[RECORDS FOR PROCESSING Boundary: Start]

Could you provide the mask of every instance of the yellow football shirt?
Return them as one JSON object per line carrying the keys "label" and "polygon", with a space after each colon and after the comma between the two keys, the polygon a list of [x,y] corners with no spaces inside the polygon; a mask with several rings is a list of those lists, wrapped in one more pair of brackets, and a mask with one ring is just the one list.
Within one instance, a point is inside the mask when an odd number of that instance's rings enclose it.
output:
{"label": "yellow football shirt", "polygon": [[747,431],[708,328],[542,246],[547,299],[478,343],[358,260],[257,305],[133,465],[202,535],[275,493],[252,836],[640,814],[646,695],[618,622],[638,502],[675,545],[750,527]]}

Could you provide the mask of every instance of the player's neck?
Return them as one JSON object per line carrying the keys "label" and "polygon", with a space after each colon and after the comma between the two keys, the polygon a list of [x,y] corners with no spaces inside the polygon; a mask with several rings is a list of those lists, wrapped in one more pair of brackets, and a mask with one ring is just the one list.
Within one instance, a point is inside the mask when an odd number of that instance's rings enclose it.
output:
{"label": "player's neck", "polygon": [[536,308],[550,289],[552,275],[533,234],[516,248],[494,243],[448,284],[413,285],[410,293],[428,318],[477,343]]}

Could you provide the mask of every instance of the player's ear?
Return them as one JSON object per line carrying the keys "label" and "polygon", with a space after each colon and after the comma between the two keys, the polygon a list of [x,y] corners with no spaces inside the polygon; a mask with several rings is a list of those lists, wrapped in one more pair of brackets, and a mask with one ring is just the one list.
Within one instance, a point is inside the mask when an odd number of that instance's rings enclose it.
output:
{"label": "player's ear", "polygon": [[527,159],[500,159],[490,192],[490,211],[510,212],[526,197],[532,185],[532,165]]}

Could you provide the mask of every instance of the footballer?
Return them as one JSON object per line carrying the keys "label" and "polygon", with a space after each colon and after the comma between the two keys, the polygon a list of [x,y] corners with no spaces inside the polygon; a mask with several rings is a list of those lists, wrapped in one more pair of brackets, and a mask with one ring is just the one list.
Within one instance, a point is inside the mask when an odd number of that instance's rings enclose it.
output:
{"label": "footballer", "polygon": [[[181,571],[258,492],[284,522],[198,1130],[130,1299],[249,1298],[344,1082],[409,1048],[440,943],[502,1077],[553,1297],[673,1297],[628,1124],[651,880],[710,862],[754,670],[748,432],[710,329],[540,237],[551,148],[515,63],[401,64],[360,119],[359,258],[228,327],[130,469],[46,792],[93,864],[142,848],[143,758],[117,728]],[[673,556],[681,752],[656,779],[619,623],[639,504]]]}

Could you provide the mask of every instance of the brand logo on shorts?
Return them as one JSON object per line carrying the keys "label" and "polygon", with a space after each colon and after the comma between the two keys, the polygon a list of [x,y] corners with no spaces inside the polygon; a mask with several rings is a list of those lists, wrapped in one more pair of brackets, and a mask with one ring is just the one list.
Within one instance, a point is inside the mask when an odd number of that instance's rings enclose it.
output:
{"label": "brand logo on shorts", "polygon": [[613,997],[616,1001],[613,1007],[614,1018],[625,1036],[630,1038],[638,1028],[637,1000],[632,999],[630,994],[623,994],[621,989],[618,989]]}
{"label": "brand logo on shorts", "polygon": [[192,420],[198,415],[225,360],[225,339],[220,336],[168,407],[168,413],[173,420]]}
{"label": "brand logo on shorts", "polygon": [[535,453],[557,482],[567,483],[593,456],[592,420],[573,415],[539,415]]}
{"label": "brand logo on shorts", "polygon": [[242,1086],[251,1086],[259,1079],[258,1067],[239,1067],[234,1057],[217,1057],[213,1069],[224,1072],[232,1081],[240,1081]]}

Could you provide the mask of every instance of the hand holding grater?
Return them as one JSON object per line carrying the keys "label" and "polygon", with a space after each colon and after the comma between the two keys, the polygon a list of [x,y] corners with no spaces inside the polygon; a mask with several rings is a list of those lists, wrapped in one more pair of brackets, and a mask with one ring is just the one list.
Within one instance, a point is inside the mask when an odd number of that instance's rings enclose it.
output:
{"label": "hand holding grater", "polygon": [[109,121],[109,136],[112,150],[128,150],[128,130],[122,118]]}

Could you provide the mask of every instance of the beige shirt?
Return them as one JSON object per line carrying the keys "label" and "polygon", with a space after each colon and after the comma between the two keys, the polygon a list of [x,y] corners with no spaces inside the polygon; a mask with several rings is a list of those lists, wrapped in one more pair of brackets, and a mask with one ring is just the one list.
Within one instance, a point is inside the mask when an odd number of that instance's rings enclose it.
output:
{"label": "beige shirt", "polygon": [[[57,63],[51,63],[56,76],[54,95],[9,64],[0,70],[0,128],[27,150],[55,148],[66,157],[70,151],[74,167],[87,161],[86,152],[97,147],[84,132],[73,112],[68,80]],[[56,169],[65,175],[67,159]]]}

[RECORDS FOR PROCESSING Boundary: End]

» **EXERCISE DESCRIPTION**
Print each line, starting with the one that contains "Could you provide the mask of every instance of the hand" and ending with the last line of the data, exactly as it stands and with no other lines.

» **SOLUTION TO THE EXERCISE**
Could you provide the mask of every instance of the hand holding grater?
Return them as one JSON object per line carrying the keys "label" and "polygon", with a space after each colon and after the comma between the two keys, the polygon a list of [x,y] corners with no spaces inside the polygon; a mask with several rings is a list of those lists, wrapped in one more pair of brackets, and a mask with one ring is just the one list.
Within one instance, a point is inside the mask when an odd number of that instance's rings enclose it.
output:
{"label": "hand holding grater", "polygon": [[109,121],[109,136],[112,150],[128,150],[128,130],[122,118]]}

Could you provide the mask of every instance of the beige shirt?
Return them as one JSON object per line carrying the keys "label" and "polygon", with a space after each colon and after the comma between the two keys, the polygon a list of [x,y] corners with no spaces inside the polygon; a mask with several rings is a list of those lists, wrapped in one more pair of brackets, and a mask with one ring is just the one list.
Within one instance, a point is inside the mask when an odd number of that instance's rings enclose it.
output:
{"label": "beige shirt", "polygon": [[[57,63],[51,63],[56,76],[54,95],[9,64],[0,70],[0,128],[27,150],[55,148],[66,157],[70,151],[74,167],[87,161],[86,152],[97,147],[84,132],[73,112],[68,80]],[[56,169],[65,175],[67,159]]]}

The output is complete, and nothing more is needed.